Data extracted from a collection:
____
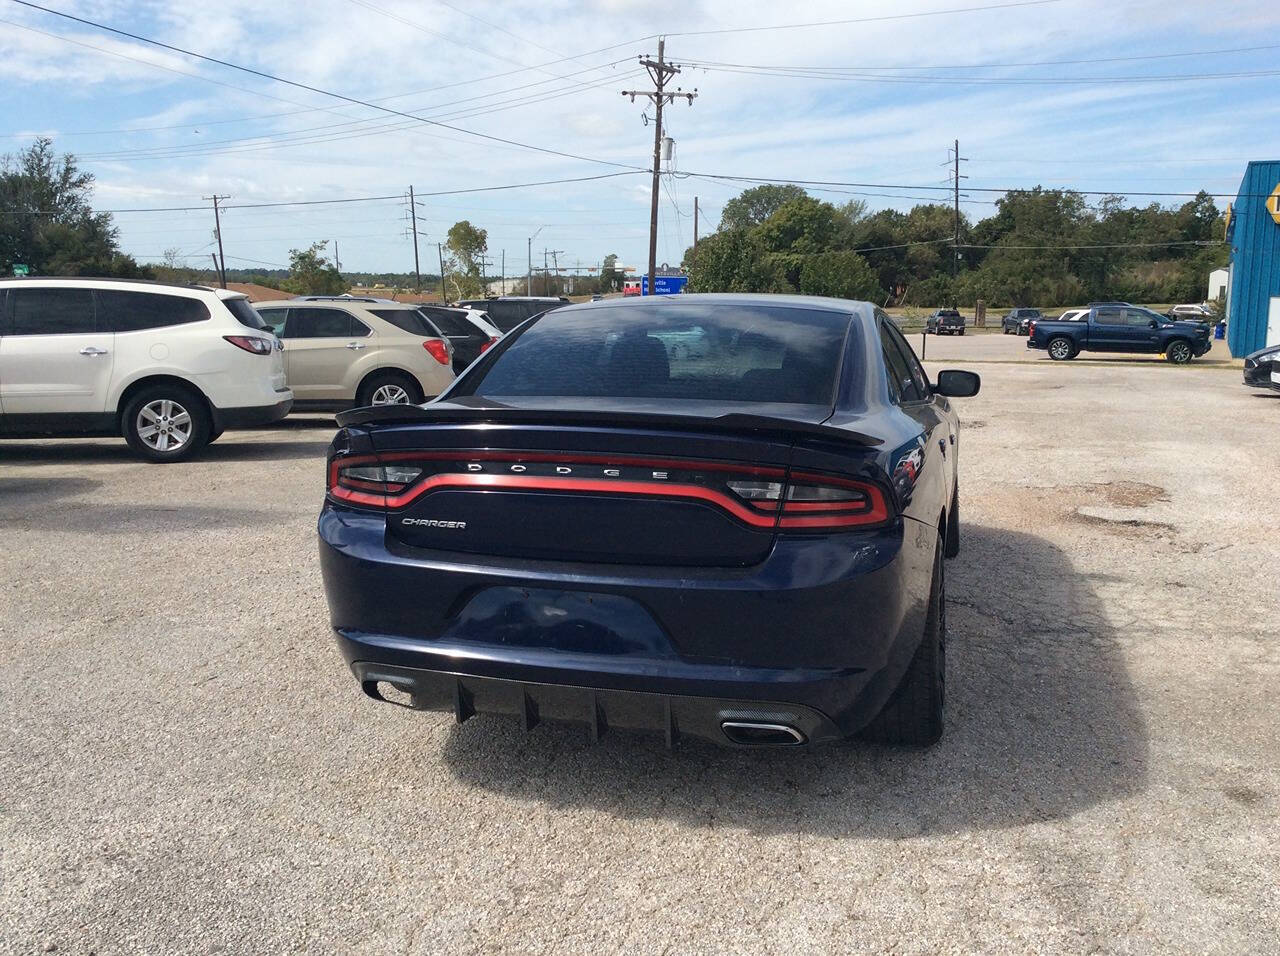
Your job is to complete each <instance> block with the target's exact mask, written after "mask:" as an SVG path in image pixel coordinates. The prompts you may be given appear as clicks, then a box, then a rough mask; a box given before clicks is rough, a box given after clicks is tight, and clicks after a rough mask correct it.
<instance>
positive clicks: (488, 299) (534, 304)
mask: <svg viewBox="0 0 1280 956" xmlns="http://www.w3.org/2000/svg"><path fill="white" fill-rule="evenodd" d="M458 305H460V306H465V307H466V308H479V310H480V311H481V312H486V314H488V315H489V321H490V323H493V324H494V325H497V326H498V330H499V331H502V333H503V334H507V333H508V331H511V330H512V329H515V328H516V326H517V325H520V324H521V323H522V321H525V320H526V319H532V317H534V316H535V315H541V314H543V312H545V311H548V310H552V308H559V307H561V306H564V305H568V299H567V298H564V297H563V296H561V297H558V298H557V297H554V296H500V297H498V298H468V299H463V301H462V302H458Z"/></svg>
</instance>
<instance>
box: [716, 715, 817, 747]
mask: <svg viewBox="0 0 1280 956" xmlns="http://www.w3.org/2000/svg"><path fill="white" fill-rule="evenodd" d="M721 731H723V732H724V736H726V737H728V740H730V742H731V744H737V745H739V746H744V747H794V746H799V745H800V744H804V742H805V736H804V735H803V733H801V732H800V731H797V729H796V728H795V727H792V726H790V724H786V723H760V722H759V721H723V722H722V723H721Z"/></svg>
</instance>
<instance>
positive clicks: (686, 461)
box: [329, 452, 888, 530]
mask: <svg viewBox="0 0 1280 956" xmlns="http://www.w3.org/2000/svg"><path fill="white" fill-rule="evenodd" d="M493 459H499V461H513V459H515V461H538V462H566V463H570V462H572V463H579V465H581V463H588V465H591V463H599V465H618V466H632V467H667V468H672V470H677V468H681V470H689V471H691V470H704V471H732V472H736V474H753V475H768V476H771V477H782V476H785V475H786V472H785V470H782V468H767V467H751V466H737V465H728V463H721V462H689V461H680V459H664V458H611V457H604V456H567V454H541V453H538V454H520V453H516V454H513V453H511V452H506V453H504V452H472V453H470V454H458V453H457V452H393V453H387V454H381V456H352V457H348V458H335V459H334V461H333V462H332V463H330V467H329V494H330V495H333V497H334V498H337V499H338V500H342V502H348V503H351V504H366V506H375V507H384V508H403V507H406V506H408V504H411V503H413V502H415V500H417V499H419V498H421V497H422V495H425V494H429V493H431V491H434V490H438V489H449V488H460V489H474V490H484V489H493V490H520V489H526V490H541V491H586V493H594V494H625V495H645V497H652V498H685V499H691V500H700V502H707V503H709V504H714V506H717V507H719V508H723V509H724V511H727V512H728V513H730V514H732V516H733V517H736V518H739V520H740V521H744V522H746V523H748V525H750V526H753V527H762V529H764V527H774V526H777V527H778V529H792V530H806V529H808V530H820V529H836V527H855V526H868V525H881V523H884V522H886V521H888V502H887V499H886V497H884V493H883V491H882V490H881V489H879V488H878V486H877V485H873V484H872V482H869V481H859V480H852V479H841V477H835V476H831V475H817V474H812V472H794V474H792V475H791V479H790V480H791V481H794V482H801V484H820V485H831V486H838V488H852V489H856V490H858V491H860V493H861V494H864V495H865V497H867V500H865V502H790V503H788V502H782V503H781V504H782V513H781V516H780V514H778V511H777V504H776V503H771V504H772V507H769V506H764V504H762V503H760V502H751V503H750V504H749V506H748V504H744V503H742V502H741V500H739V499H736V498H732V497H730V495H728V494H724V493H721V491H716V490H713V489H709V488H703V486H700V485H685V484H676V482H664V481H631V480H623V479H575V477H553V476H541V475H477V474H452V472H449V474H442V475H431V476H430V477H428V479H426V480H425V481H419V482H417V484H413V485H411V486H410V488H404V486H403V485H394V486H393V488H389V490H396V491H399V493H398V494H389V495H385V494H372V493H369V491H362V490H355V489H352V488H344V486H342V485H339V484H338V474H339V470H340V468H342V467H351V466H356V465H369V463H383V462H388V461H493ZM346 481H348V482H358V484H360V485H362V486H366V488H370V486H376V485H375V482H366V481H362V480H360V479H355V480H353V479H346ZM401 489H403V490H401ZM765 507H768V511H764V508H765ZM756 509H759V511H756ZM855 509H856V511H855ZM795 512H810V513H809V514H796V513H795ZM813 512H823V513H820V514H819V513H813ZM774 522H777V523H776V525H774Z"/></svg>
____
Assignment: All records above are to be printed exactly, minus the pictures they contain.

Response to the exercise:
Your job is to complete each <instance> block with the target's exact mask, written after "mask:" as an SVG path in image pixel coordinates. The prompts you may be given appear as clicks, then a box, then a rough mask; a box given before clicks is rough, a box given after clicks is tight, and clicks after a rough mask correct it.
<instance>
positive clicks: (488, 299) (534, 304)
mask: <svg viewBox="0 0 1280 956" xmlns="http://www.w3.org/2000/svg"><path fill="white" fill-rule="evenodd" d="M458 305H460V306H465V307H466V308H479V310H480V311H481V312H486V314H488V315H489V321H490V323H493V324H494V325H497V326H498V330H499V331H502V333H503V334H507V333H508V331H511V330H512V329H515V328H516V326H517V325H520V324H521V323H522V321H525V320H526V319H532V317H534V316H535V315H541V314H543V312H545V311H548V310H552V308H559V307H561V306H564V305H568V299H567V298H564V297H563V296H561V297H558V298H557V297H554V296H500V297H498V298H468V299H463V301H462V302H458Z"/></svg>
</instance>
<instance>
box: [716, 715, 817, 747]
mask: <svg viewBox="0 0 1280 956" xmlns="http://www.w3.org/2000/svg"><path fill="white" fill-rule="evenodd" d="M721 731H723V732H724V736H726V737H728V740H730V742H731V744H737V745H739V746H744V747H794V746H799V745H800V744H804V742H805V736H804V735H803V733H801V732H800V731H797V729H796V728H795V727H792V726H790V724H786V723H760V722H759V721H723V722H722V723H721Z"/></svg>
</instance>
<instance>
positive clicks: (686, 461)
box: [329, 452, 888, 530]
mask: <svg viewBox="0 0 1280 956" xmlns="http://www.w3.org/2000/svg"><path fill="white" fill-rule="evenodd" d="M493 459H499V461H513V459H515V461H538V462H566V463H570V462H572V463H579V465H581V463H588V465H591V463H599V465H618V466H632V467H667V468H672V470H677V468H681V470H689V471H691V470H704V471H732V472H736V474H753V475H768V476H771V477H782V476H785V475H786V472H785V470H782V468H767V467H751V466H737V465H728V463H721V462H689V461H680V459H664V458H611V457H604V456H567V454H541V453H538V454H520V453H516V454H513V453H511V452H506V453H504V452H472V453H470V454H458V453H457V452H393V453H387V454H381V456H352V457H348V458H335V459H334V461H333V462H332V463H330V467H329V494H330V495H333V497H334V498H337V499H338V500H342V502H348V503H351V504H366V506H375V507H384V508H403V507H406V506H408V504H411V503H413V502H415V500H417V499H419V498H421V497H422V495H425V494H429V493H431V491H434V490H438V489H449V488H460V489H474V490H484V489H493V490H520V489H526V490H541V491H586V493H594V494H625V495H645V497H652V498H685V499H691V500H700V502H707V503H709V504H714V506H717V507H719V508H723V509H724V511H727V512H728V513H730V514H732V516H733V517H736V518H739V520H740V521H744V522H746V523H748V525H750V526H753V527H762V529H764V527H774V526H777V527H778V529H792V530H806V529H808V530H820V529H836V527H855V526H868V525H881V523H884V522H886V521H888V502H887V499H886V497H884V493H883V491H882V490H881V489H879V488H878V486H877V485H873V484H872V482H869V481H859V480H852V479H841V477H835V476H831V475H817V474H812V472H794V474H792V475H791V479H790V480H791V481H794V482H801V484H820V485H831V486H838V488H852V489H856V490H858V491H860V493H861V494H864V495H865V497H867V500H865V502H790V503H788V502H782V503H781V504H782V513H781V516H780V514H778V511H777V504H776V503H771V504H772V507H769V506H764V504H762V503H760V502H751V503H750V504H749V506H748V504H744V503H742V502H741V500H739V499H736V498H732V497H730V495H728V494H724V493H721V491H716V490H713V489H709V488H703V486H700V485H685V484H676V482H664V481H631V480H623V479H575V477H553V476H541V475H477V474H452V472H449V474H442V475H431V476H430V477H428V479H426V480H425V481H419V482H417V484H413V485H411V486H410V488H404V486H403V485H394V486H393V488H389V490H396V491H399V493H398V494H389V495H385V494H372V493H369V491H362V490H355V489H352V488H344V486H342V485H339V484H338V474H339V470H340V468H342V467H351V466H356V465H369V463H383V462H388V461H493ZM346 481H348V482H358V484H360V485H362V486H366V488H370V486H376V485H375V482H366V481H362V480H360V479H355V480H353V479H346ZM401 489H403V490H401ZM765 507H768V511H764V508H765ZM756 509H759V511H756ZM855 509H856V511H855ZM795 512H810V513H809V514H796V513H795ZM813 512H823V513H820V514H819V513H813ZM774 522H777V523H776V525H774Z"/></svg>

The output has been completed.